Referring expression pointing data:
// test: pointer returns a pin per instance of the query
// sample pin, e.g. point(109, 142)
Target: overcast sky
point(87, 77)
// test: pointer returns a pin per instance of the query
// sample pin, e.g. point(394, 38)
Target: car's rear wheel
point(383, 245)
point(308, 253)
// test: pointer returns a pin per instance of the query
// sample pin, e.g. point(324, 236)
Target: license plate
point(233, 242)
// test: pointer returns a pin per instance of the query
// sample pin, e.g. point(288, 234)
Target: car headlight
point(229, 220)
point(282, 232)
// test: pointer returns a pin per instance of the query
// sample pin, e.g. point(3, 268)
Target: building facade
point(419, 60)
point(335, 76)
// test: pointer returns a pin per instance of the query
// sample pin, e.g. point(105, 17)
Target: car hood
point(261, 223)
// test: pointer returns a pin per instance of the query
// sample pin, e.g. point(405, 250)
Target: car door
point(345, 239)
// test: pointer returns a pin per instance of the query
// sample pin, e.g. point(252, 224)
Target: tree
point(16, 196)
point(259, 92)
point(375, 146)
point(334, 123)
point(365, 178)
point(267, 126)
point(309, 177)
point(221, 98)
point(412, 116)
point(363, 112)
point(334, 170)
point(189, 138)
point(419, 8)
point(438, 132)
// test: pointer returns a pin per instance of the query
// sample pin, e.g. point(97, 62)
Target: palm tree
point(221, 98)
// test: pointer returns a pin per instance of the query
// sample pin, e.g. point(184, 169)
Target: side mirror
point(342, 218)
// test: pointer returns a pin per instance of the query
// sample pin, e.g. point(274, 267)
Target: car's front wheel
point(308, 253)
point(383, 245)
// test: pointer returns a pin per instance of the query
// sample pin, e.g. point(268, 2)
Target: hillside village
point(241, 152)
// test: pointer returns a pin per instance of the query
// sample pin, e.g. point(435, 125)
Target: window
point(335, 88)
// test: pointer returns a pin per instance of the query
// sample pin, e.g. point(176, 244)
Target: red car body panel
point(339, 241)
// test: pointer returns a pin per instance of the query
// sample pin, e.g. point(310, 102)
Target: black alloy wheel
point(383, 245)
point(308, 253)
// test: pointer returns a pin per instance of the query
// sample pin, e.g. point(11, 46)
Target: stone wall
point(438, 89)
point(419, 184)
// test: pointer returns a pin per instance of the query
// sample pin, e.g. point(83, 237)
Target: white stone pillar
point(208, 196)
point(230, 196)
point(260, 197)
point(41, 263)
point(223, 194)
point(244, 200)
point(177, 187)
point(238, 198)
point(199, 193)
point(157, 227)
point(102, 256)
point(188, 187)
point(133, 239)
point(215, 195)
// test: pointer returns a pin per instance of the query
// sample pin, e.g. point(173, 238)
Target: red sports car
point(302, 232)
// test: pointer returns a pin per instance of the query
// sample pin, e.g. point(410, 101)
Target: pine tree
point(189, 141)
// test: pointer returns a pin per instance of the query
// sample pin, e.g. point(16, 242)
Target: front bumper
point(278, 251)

▶ **DESCRIPTION OF THE TASK**
Print the records again, exactly as they stand above.

▶ **RESPONSE**
// test: pointer returns a pin per instance of the query
// sample pin, e.g. point(109, 142)
Target: overcast sky
point(87, 77)
// test: pointer returns a pin per instance of the query
// sample pin, e.g. point(394, 38)
Target: car's rear wheel
point(383, 245)
point(308, 253)
// test: pointer returns a pin per instance of the query
// sample pin, e.g. point(324, 236)
Target: license plate
point(233, 242)
// test: pointer returns a pin per instance of the query
// sample pin, e.g. point(288, 234)
Target: car headlight
point(229, 220)
point(282, 232)
// test: pointer returns a pin per instance of the query
// sample pin, e.g. point(3, 268)
Target: building facade
point(419, 60)
point(335, 76)
// test: pointer returns a pin per instance of the query
// sample pin, e.g. point(105, 17)
Target: car hood
point(261, 223)
// test: pointer returns a pin per instance of the query
// sample pin, e.g. point(405, 250)
Target: car door
point(345, 239)
// test: pointer returns a pin per instance of the query
// sample pin, e.g. point(252, 224)
Target: tree
point(16, 196)
point(259, 92)
point(375, 146)
point(334, 123)
point(365, 178)
point(267, 126)
point(309, 177)
point(221, 98)
point(412, 116)
point(363, 112)
point(334, 170)
point(189, 138)
point(419, 8)
point(438, 132)
// test: pointer returns a pin per instance of the query
// sample pin, e.g. point(97, 62)
Target: palm tree
point(221, 98)
// test: pointer returns a pin per instance of the query
// sample pin, e.g. point(184, 169)
Target: side mirror
point(342, 218)
// test: pointer returns a pin per instance of the query
// sample pin, e.g. point(274, 267)
Target: car's front wheel
point(308, 253)
point(383, 245)
// test: pointer returns a pin per instance of the query
// sample pin, e.g. point(268, 2)
Target: hillside village
point(241, 152)
// test: pointer returns a pin per instance of the query
// sample pin, e.g. point(435, 125)
Target: window
point(335, 88)
// test: pointer returns a pin per instance of the query
// sample pin, e.g. point(176, 244)
Target: red car body panel
point(339, 241)
// test: pointer returns a pin per instance of the query
// sample pin, e.g. point(310, 102)
Target: black alloy wheel
point(383, 245)
point(308, 253)
// test: pointer returns a pin per instance of the query
// sample pin, e.g. point(11, 46)
Target: stone wall
point(438, 89)
point(419, 184)
// test: pointer returns a pin per instance of the query
// sample pin, e.g. point(83, 237)
Target: white stone pillar
point(208, 196)
point(230, 196)
point(260, 197)
point(41, 263)
point(223, 194)
point(244, 200)
point(177, 187)
point(238, 198)
point(199, 193)
point(157, 227)
point(102, 256)
point(188, 187)
point(133, 239)
point(215, 195)
// test: pointer returns a pin per instance of the query
// sample pin, e.g. point(173, 238)
Target: red sports car
point(302, 232)
// test: pointer returns a pin per instance of the query
// sample pin, e.g. point(410, 101)
Target: pine tree
point(189, 141)
// test: pointer returns a pin per instance of the query
// sample pin, e.g. point(16, 242)
Target: front bumper
point(278, 251)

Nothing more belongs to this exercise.